Items from a data source:
———

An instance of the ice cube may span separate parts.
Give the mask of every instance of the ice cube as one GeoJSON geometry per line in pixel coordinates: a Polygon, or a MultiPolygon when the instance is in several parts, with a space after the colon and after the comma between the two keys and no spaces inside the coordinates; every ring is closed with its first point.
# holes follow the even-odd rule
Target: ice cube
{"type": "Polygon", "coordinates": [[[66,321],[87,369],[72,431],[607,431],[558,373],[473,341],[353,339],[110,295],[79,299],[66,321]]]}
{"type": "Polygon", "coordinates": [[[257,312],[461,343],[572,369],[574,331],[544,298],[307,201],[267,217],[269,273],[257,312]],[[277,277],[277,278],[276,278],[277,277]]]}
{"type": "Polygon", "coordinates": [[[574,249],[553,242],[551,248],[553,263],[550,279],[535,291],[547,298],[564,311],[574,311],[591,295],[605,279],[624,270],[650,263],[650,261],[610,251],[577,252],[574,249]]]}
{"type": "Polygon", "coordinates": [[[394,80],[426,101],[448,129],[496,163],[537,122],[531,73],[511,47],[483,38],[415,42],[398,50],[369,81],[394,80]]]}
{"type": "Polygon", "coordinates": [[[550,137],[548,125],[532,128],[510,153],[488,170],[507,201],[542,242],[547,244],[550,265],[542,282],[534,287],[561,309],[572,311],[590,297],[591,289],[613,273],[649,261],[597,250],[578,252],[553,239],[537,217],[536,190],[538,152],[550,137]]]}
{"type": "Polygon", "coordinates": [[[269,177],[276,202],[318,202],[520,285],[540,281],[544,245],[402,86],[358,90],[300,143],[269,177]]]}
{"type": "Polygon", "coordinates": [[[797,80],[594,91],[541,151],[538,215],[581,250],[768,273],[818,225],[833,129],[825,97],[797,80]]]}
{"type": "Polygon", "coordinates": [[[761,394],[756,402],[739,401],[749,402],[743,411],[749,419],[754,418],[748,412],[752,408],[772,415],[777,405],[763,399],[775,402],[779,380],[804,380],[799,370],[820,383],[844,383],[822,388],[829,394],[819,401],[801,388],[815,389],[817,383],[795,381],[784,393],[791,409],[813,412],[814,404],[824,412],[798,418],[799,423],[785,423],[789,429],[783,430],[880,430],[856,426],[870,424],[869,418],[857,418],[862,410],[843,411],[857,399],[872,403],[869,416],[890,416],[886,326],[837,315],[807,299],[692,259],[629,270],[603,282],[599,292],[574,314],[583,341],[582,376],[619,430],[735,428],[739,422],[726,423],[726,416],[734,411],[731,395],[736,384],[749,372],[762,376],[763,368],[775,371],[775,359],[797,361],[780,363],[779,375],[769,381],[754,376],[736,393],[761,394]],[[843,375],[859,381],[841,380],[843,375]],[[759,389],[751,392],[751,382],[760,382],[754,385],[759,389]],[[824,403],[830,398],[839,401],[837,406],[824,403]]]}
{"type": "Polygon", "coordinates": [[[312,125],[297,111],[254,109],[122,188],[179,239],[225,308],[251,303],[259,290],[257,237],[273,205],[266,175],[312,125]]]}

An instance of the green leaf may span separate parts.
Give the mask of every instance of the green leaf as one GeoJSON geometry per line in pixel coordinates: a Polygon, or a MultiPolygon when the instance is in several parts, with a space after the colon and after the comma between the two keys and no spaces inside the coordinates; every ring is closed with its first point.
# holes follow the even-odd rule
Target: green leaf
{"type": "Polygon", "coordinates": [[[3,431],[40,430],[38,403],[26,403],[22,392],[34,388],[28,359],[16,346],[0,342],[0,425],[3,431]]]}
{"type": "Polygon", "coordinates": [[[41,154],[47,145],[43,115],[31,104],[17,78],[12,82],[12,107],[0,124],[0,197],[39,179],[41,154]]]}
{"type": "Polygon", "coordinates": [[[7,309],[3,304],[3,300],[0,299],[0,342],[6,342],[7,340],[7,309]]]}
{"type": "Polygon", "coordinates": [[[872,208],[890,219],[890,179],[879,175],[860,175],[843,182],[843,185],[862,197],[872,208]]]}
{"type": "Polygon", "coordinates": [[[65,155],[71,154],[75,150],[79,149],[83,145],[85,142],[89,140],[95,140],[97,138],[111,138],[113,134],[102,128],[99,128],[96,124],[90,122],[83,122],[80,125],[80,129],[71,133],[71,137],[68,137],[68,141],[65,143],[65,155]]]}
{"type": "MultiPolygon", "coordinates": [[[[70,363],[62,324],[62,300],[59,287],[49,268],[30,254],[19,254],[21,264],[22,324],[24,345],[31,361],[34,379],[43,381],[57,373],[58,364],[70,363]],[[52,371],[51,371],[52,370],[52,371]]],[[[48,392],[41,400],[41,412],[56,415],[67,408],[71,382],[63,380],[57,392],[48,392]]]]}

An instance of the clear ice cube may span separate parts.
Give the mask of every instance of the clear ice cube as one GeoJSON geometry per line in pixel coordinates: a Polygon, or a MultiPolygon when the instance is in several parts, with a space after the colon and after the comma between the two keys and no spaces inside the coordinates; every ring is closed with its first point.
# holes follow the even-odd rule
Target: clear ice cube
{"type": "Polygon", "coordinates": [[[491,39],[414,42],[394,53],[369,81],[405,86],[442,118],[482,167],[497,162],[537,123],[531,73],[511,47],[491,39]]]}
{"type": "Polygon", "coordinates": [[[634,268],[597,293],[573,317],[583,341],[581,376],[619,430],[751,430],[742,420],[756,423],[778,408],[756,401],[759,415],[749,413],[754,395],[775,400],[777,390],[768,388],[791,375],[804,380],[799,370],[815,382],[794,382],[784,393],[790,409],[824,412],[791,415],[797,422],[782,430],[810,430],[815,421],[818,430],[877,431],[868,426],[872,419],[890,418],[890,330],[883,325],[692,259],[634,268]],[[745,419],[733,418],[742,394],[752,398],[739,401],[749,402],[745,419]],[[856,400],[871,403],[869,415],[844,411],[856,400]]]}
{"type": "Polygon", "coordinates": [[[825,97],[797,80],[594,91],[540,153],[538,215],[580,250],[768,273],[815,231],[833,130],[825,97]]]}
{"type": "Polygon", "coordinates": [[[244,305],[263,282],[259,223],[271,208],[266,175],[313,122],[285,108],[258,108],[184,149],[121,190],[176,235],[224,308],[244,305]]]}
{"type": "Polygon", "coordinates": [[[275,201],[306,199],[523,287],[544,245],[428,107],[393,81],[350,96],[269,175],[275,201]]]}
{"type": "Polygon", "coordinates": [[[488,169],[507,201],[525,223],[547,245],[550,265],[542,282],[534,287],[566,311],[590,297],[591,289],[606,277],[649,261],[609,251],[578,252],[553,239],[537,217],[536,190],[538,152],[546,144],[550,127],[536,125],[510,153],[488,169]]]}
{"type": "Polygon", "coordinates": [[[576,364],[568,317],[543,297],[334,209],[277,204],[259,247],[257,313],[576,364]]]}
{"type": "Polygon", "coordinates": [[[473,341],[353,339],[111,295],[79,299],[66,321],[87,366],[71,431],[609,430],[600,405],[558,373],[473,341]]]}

———

Objective => Rewrite the records above with every "pixel coordinates" swapped for "image coordinates", leaving everything else the same.

Solution to this exercise =>
An instance of the ice cube may span separate parts.
Give the mask of every instance of the ice cube as one GeoJSON geometry per line in image coordinates: a Polygon, or a MultiPolygon when the instance is in several parts, with a space after the colon and after the comma between the two keys and no spaces inside the coordinates; every ring is closed with its first point.
# holes follow the even-odd rule
Target: ice cube
{"type": "Polygon", "coordinates": [[[66,321],[87,369],[72,431],[607,431],[558,373],[473,341],[353,339],[110,295],[79,299],[66,321]]]}
{"type": "Polygon", "coordinates": [[[257,312],[461,343],[572,369],[574,331],[544,298],[307,201],[267,217],[269,273],[257,312]],[[277,277],[277,278],[276,278],[277,277]]]}
{"type": "Polygon", "coordinates": [[[574,249],[553,242],[551,248],[553,263],[550,279],[535,291],[547,298],[564,311],[574,311],[591,295],[605,279],[624,270],[650,263],[650,261],[610,251],[577,252],[574,249]]]}
{"type": "Polygon", "coordinates": [[[394,80],[426,101],[448,129],[496,163],[537,122],[531,73],[511,47],[483,38],[415,42],[398,50],[369,81],[394,80]]]}
{"type": "Polygon", "coordinates": [[[550,137],[548,125],[532,128],[510,153],[488,170],[507,201],[542,242],[547,244],[550,265],[542,282],[534,287],[561,309],[572,311],[590,297],[591,289],[613,273],[649,261],[597,250],[578,252],[553,239],[537,217],[536,190],[538,152],[550,137]]]}
{"type": "Polygon", "coordinates": [[[269,177],[276,202],[318,202],[520,285],[540,281],[544,245],[402,86],[358,90],[300,143],[269,177]]]}
{"type": "Polygon", "coordinates": [[[797,80],[594,91],[541,151],[538,215],[581,250],[768,273],[818,225],[833,129],[825,97],[797,80]]]}
{"type": "Polygon", "coordinates": [[[761,394],[756,402],[739,401],[749,402],[743,411],[749,419],[754,418],[748,412],[752,408],[772,415],[777,405],[763,399],[775,402],[779,380],[804,380],[799,370],[820,383],[844,383],[822,388],[829,394],[819,401],[801,388],[815,389],[817,383],[795,381],[784,393],[791,409],[813,412],[814,404],[824,412],[798,418],[799,423],[785,423],[789,429],[783,430],[880,430],[856,426],[870,424],[869,418],[857,418],[862,410],[843,411],[857,399],[872,403],[869,416],[890,416],[886,326],[837,315],[807,299],[692,259],[629,270],[603,282],[599,292],[574,314],[583,341],[582,376],[619,430],[735,428],[739,422],[726,423],[726,416],[734,411],[731,395],[736,384],[749,372],[762,376],[763,368],[775,371],[775,359],[797,361],[780,363],[779,375],[769,381],[754,376],[736,393],[761,394]],[[843,375],[859,381],[841,380],[843,375]],[[759,389],[751,392],[751,382],[760,382],[754,385],[759,389]],[[824,403],[830,398],[839,401],[837,406],[824,403]]]}
{"type": "Polygon", "coordinates": [[[312,125],[297,111],[254,109],[122,188],[179,239],[225,308],[251,303],[259,290],[257,237],[273,205],[266,175],[312,125]]]}

An instance of the green leaf may span separate parts.
Give the mask of every instance of the green leaf as one GeoJSON geometry per line in image coordinates: a Polygon, or a MultiPolygon when the instance is in several parts, with a space after the colon and after the comma between the two keys and no spaces inside the coordinates; every ring is closed with its first point.
# holes follow the even-odd rule
Target: green leaf
{"type": "Polygon", "coordinates": [[[3,431],[40,430],[38,403],[26,403],[22,392],[34,388],[28,359],[16,346],[0,342],[0,425],[3,431]]]}
{"type": "Polygon", "coordinates": [[[41,154],[47,145],[43,115],[31,104],[17,78],[12,82],[12,107],[0,124],[0,197],[39,179],[41,154]]]}
{"type": "Polygon", "coordinates": [[[7,309],[3,304],[3,300],[0,299],[0,342],[6,342],[7,340],[7,309]]]}
{"type": "Polygon", "coordinates": [[[872,208],[890,219],[890,179],[879,175],[860,175],[843,182],[843,185],[862,197],[872,208]]]}
{"type": "Polygon", "coordinates": [[[65,155],[71,154],[75,150],[79,149],[83,145],[85,142],[89,140],[95,140],[97,138],[111,138],[113,134],[102,128],[99,128],[96,124],[90,122],[83,122],[80,125],[80,129],[71,133],[71,137],[68,137],[68,141],[65,143],[65,155]]]}
{"type": "MultiPolygon", "coordinates": [[[[70,363],[62,324],[62,300],[59,287],[49,268],[30,254],[19,254],[21,264],[22,324],[24,345],[31,361],[34,379],[43,381],[57,373],[58,364],[70,363]],[[52,371],[51,371],[52,370],[52,371]]],[[[48,392],[41,400],[41,412],[56,415],[67,408],[71,382],[63,380],[57,392],[48,392]]]]}

An instance of the clear ice cube may span separate parts.
Give the mask of every instance of the clear ice cube as one GeoJSON geometry per line in image coordinates: a Polygon, or a MultiPolygon when the instance is in several parts, with a space after the colon and after the comma between the two keys and no spaces inside the coordinates; every ring is closed with its first point.
# holes follow the even-odd rule
Target: clear ice cube
{"type": "Polygon", "coordinates": [[[491,39],[414,42],[394,53],[369,81],[405,86],[442,118],[482,167],[497,162],[537,123],[531,73],[511,47],[491,39]]]}
{"type": "Polygon", "coordinates": [[[634,268],[597,293],[573,317],[583,341],[581,376],[619,430],[751,430],[742,420],[756,423],[778,408],[756,401],[759,415],[749,413],[754,395],[775,400],[777,390],[768,388],[791,375],[804,380],[799,370],[815,382],[794,382],[784,393],[790,409],[824,412],[791,415],[797,422],[782,430],[810,430],[815,421],[818,430],[877,431],[868,426],[872,419],[890,418],[890,330],[883,325],[692,259],[634,268]],[[745,419],[733,418],[742,394],[752,398],[739,401],[749,402],[745,419]],[[856,400],[871,403],[869,415],[844,411],[856,400]]]}
{"type": "Polygon", "coordinates": [[[825,97],[797,80],[594,91],[540,153],[538,215],[580,250],[768,273],[815,231],[833,130],[825,97]]]}
{"type": "Polygon", "coordinates": [[[244,305],[263,282],[259,223],[271,208],[266,175],[313,122],[285,108],[258,108],[184,149],[121,190],[176,235],[224,308],[244,305]]]}
{"type": "Polygon", "coordinates": [[[275,201],[306,199],[523,287],[544,245],[428,107],[393,81],[350,96],[269,175],[275,201]]]}
{"type": "Polygon", "coordinates": [[[488,169],[507,201],[525,223],[547,245],[550,265],[542,282],[534,287],[566,311],[590,297],[591,289],[606,277],[649,261],[609,251],[578,252],[553,239],[537,217],[536,190],[538,152],[546,144],[550,127],[536,125],[510,153],[488,169]]]}
{"type": "Polygon", "coordinates": [[[576,364],[568,317],[543,297],[334,209],[277,204],[259,247],[257,313],[576,364]]]}
{"type": "Polygon", "coordinates": [[[473,341],[353,339],[111,295],[79,299],[66,321],[87,366],[71,431],[609,430],[600,405],[558,373],[473,341]]]}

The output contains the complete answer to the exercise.